Excerpted data »

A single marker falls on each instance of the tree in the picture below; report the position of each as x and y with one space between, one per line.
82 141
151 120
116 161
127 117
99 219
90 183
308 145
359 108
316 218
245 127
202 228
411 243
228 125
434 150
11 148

Short exercise » Copy the listing above in full, keeping every line unchanged.

Answer to this exercise »
A single marker falls on each instance of the tree in the picture below; report the position of each as x and y with one space between, one per line.
82 141
151 120
116 161
127 117
99 219
90 183
308 145
359 108
316 218
245 127
202 228
411 243
228 125
434 150
11 148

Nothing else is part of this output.